**Extracted text:**

☆ ☆ ☆ ☆ ☆

There are many column inches detailing Qualcomm’s design wins and marketing strategy, however to paint it all with a broad brush, it has often boiled down to ‘where can we stick our advanced wireless technology?’. The company has had great success with smartphones, cornering a large chunk of US market and sizeable numbers worldwide, and in the last few years has pivoted to new markets, such as automotive and virtual reality, but also tried to reinvigorate existing markets, such as notebooks and laptops. Since 2017, Qualcomm has wedged a new category into the market, dubbed the ‘Always Connected PC’, offering Windows control with extreme battery life and mobile connectivity. At this year’s Tech Summit, Qualcomm introduced its latest processor, however the real magic might come next year.
Taking the modern laptop and notebook market as a whole, we’ve seen considerable design improvements over the last 5 years. Gone are the bulky behemoths with poor screens and an hour battery life, replaced by ultraportable devices that can chew through a modern workflow for hours without charge. The sleek designs of this end of the market suit those on the go, most notably academic and business users. On the other end, those bulky designs are now gaming powerhouses supporting virtual reality and immersive gaming – still an hour or two on the battery, but a proper portable workstation.
It’s the ultraportable market where Qualcomm saw an opportunity. Even in 2016/2017, we were seeing designs from Intel and Apple with form factors that made the hardware ideal for the business user on the go. Qualcomm, already established in smartphones as one of the leading players (if not the leading player), identified an opportunity to offer a similar platform in the market, but one bundled with native mobile connectivity, like a smartphone.

☆ ☆ ☆ ☆ ☆

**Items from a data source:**
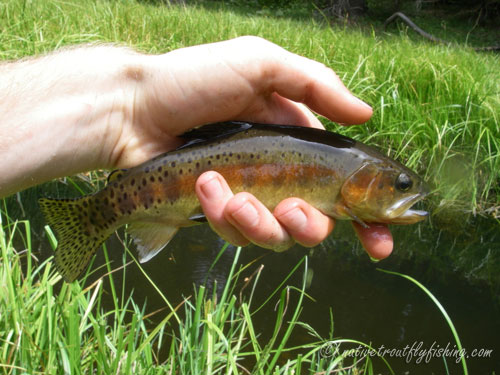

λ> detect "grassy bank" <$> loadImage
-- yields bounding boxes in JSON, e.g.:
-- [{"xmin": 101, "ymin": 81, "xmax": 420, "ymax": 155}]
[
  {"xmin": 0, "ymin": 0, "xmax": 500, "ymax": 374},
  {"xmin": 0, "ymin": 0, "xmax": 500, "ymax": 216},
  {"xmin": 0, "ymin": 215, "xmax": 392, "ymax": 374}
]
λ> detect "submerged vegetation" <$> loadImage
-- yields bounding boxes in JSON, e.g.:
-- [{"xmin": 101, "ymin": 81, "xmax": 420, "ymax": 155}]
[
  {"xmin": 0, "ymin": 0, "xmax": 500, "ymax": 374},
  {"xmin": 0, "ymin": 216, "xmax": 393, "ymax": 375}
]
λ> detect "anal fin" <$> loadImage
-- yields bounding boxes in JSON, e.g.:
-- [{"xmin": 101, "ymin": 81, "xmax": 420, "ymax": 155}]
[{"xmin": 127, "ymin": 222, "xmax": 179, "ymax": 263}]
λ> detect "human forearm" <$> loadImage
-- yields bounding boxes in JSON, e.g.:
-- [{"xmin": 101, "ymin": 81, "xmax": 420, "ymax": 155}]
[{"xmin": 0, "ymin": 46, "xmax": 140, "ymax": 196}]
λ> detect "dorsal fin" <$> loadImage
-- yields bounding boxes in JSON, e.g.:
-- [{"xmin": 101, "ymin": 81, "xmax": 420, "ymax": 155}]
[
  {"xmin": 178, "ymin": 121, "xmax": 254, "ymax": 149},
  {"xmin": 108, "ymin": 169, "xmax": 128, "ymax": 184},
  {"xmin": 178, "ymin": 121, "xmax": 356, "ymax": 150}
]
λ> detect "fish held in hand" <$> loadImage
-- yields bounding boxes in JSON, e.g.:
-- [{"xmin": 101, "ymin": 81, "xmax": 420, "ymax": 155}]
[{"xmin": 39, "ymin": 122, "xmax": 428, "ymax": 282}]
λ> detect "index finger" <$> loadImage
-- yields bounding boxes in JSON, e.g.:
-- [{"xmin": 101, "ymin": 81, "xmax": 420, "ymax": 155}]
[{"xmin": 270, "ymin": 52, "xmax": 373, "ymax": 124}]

☆ ☆ ☆ ☆ ☆

**Exercise directions:** Please take the text on Qualcomm's move into laptops further, continuing from where it stops. The items are not needed for this.

**Response below:**
Working with Microsoft, we saw the introduction of Windows on Snapdragon based thin-and-light notebooks enter the market in mid-2017, using the previous generation flagship mobile processor. Initial responses to the platform were extremely positive when it came to battery life and as a web-focused work machine that could leverage an independent 4G connection from other devices. Unfortunately the performance, software compatibility, and cost of partner devices from HP, ASUS, and Lenovo were the downsides. For $1000+, users were expecting at a minimum a performance and software parity to their current x86 devices, which this first generation did not provide.
Qualcomm acknowledged the nascent state of the platform – building a version of Windows for Arm (or as Qualcomm puts it, ‘for Snapdragon’, given the close collaboration) is difficult, especially one that also offers emulation of modern x86 software. Identifying the major applications used by customers and working with those software vendors to create ARM native versions, to speed them up, became a Sisyphean task in-of-itself. But on top of this, x86 emulation had been limited to 32-bit for now, eliminating power users from the potential market space. At this time, Qualcomm’s ‘Always Connected PC’ (ACPC) project was focused primarily on business users with typical Office/Web workflows.
The second generation of ACPC used an updated processor, still based on a smartphone design, albeit with more leeway in performance at the higher thermal limits. This Snapdragon 850 generation saw adoption from Microsoft Surface, a big design win for the project. The 850 was the last ‘smartphone designed’ silicon, as from this point on Qualcomm created ACPC specific hardware optimized for notebook use cases – more die area, more graphics, a wider range of thermals. This also accompanied more support for Windows on Snapdragon, however even with the 2020 processor launch of the Snapdragon 8cx Gen 2, there were still software holes to patch and performance for power users still required. But 30+ day standby and 24hrs+ battery made the hardware very attractive.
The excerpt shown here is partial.